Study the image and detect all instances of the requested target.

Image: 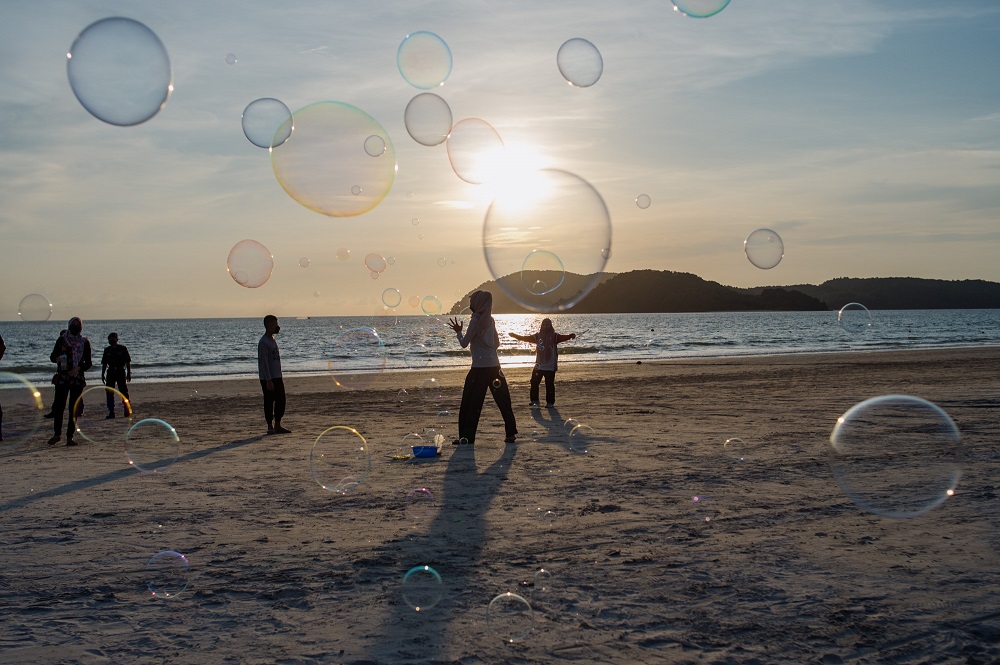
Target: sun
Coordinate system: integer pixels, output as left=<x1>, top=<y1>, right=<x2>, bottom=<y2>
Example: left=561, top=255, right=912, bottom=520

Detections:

-------

## Work request
Repeat each line, unchanged, from the line that contains "Example: left=561, top=255, right=912, bottom=520" to the end of the listing above.

## Written response
Example: left=561, top=255, right=912, bottom=520

Detections:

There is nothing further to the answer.